> **Task to complete**
Keep only the lines of the material below that contain the word "logo", matching its case exactly, and copy each one out.

┄┄┄┄┄┄

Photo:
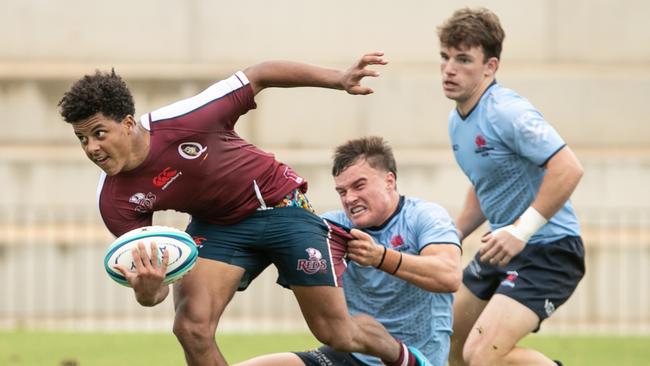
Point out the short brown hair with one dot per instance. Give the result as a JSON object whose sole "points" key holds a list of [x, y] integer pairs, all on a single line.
{"points": [[373, 149], [468, 28]]}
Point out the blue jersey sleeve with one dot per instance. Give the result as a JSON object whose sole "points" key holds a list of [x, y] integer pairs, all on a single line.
{"points": [[434, 226], [523, 129]]}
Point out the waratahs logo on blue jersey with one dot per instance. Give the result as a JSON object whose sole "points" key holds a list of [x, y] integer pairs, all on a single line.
{"points": [[481, 146], [315, 263]]}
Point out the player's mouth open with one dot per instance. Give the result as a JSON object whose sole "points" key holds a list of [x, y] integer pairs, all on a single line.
{"points": [[101, 161]]}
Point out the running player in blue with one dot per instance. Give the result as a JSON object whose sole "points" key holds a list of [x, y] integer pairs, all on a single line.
{"points": [[522, 175], [404, 260]]}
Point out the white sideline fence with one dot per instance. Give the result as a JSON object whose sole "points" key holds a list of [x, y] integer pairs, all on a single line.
{"points": [[52, 278]]}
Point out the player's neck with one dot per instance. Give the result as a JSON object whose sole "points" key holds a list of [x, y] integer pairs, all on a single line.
{"points": [[466, 106], [141, 145]]}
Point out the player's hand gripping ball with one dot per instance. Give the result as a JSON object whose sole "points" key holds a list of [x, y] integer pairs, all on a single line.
{"points": [[180, 246]]}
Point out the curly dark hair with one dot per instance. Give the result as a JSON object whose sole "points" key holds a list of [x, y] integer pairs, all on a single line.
{"points": [[473, 28], [104, 93], [373, 149]]}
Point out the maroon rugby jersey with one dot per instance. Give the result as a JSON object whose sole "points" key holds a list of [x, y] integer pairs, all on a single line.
{"points": [[197, 164]]}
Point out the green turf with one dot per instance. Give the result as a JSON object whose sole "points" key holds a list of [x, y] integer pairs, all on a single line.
{"points": [[98, 349]]}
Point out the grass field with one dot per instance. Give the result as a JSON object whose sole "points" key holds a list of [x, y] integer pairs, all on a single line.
{"points": [[99, 349]]}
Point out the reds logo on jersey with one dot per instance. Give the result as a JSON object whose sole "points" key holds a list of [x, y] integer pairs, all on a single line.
{"points": [[143, 202], [314, 264], [166, 177], [191, 150]]}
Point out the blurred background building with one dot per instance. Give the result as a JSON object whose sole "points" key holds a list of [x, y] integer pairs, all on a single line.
{"points": [[584, 63]]}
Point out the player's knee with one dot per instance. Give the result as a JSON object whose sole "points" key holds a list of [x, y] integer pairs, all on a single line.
{"points": [[192, 334], [339, 338], [479, 356]]}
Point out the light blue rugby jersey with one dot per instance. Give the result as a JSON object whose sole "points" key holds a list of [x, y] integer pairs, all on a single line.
{"points": [[416, 317], [502, 147]]}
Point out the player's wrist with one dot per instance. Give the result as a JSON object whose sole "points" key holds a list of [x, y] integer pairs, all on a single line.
{"points": [[527, 225], [391, 261]]}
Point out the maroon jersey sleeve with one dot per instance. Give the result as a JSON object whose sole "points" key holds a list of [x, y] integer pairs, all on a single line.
{"points": [[215, 109]]}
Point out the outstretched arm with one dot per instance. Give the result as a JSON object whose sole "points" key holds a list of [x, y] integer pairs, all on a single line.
{"points": [[288, 74]]}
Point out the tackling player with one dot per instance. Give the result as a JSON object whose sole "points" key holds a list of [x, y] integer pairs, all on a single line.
{"points": [[404, 261]]}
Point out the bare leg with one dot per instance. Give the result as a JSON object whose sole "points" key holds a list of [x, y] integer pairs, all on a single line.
{"points": [[327, 316], [493, 339], [467, 309], [276, 359], [200, 298]]}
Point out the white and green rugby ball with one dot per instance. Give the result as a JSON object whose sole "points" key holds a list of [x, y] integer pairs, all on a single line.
{"points": [[180, 246]]}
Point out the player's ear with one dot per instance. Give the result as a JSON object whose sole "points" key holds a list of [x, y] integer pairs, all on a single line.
{"points": [[491, 66], [129, 122], [391, 180]]}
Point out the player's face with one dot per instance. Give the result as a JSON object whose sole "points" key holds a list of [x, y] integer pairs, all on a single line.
{"points": [[369, 196], [106, 142], [465, 74]]}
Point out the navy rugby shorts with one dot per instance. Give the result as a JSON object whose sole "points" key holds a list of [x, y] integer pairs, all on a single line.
{"points": [[306, 249], [326, 356], [542, 277]]}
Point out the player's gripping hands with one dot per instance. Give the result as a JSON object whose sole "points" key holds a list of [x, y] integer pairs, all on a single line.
{"points": [[365, 251], [500, 246], [147, 280]]}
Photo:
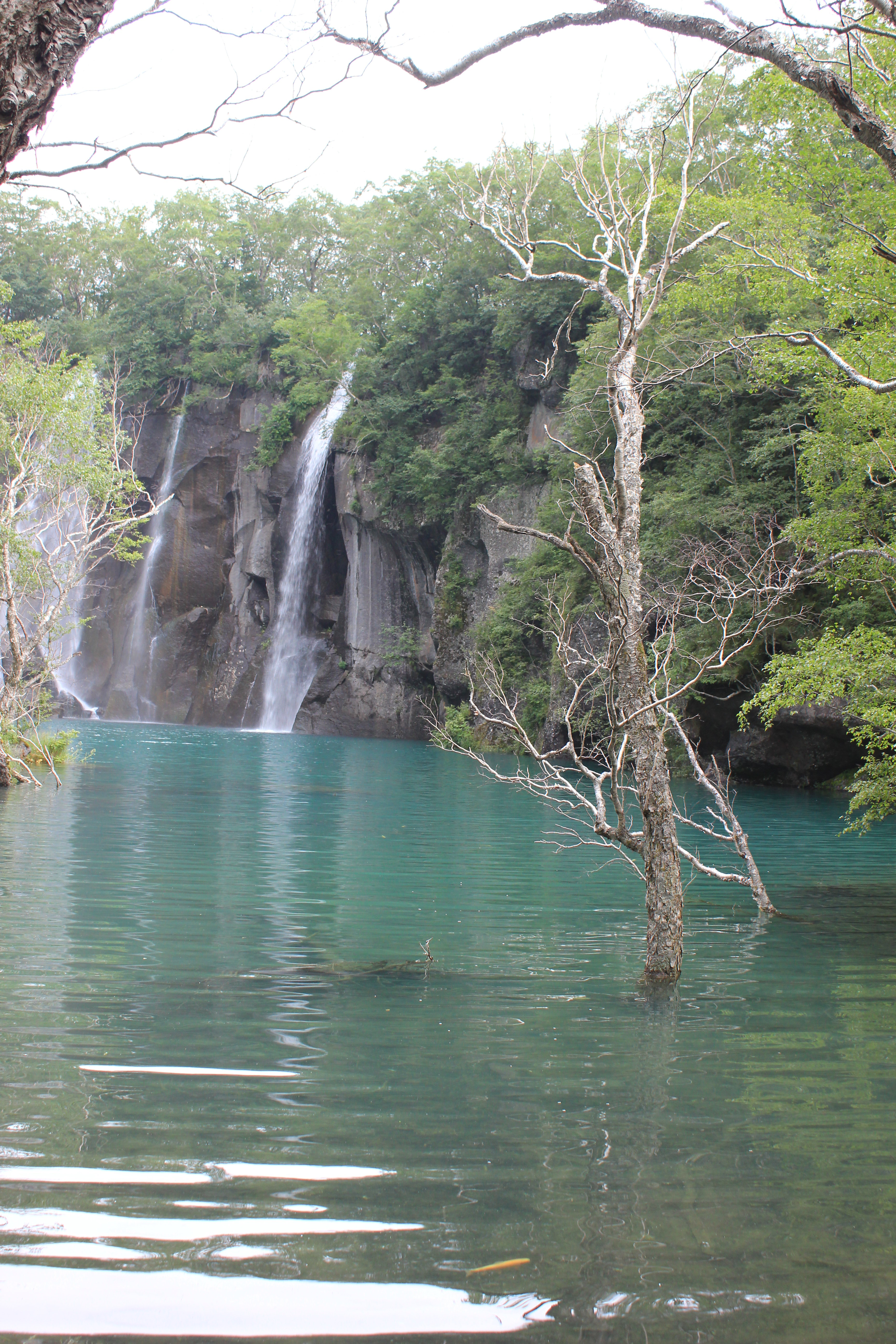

┄┄┄┄┄┄

> **Worked solution**
Point out the waratahs logo on blue jersey with one dot per instance. Give the result as a JSON object whose sole "points" key holds a list of [x, y] integer pairs, all on a single line.
Point out the reds logo on jersey with one dot per instance. Give the result as a JSON object whose sole "points" key holds a list of [x, y] integer pairs, all on a single line.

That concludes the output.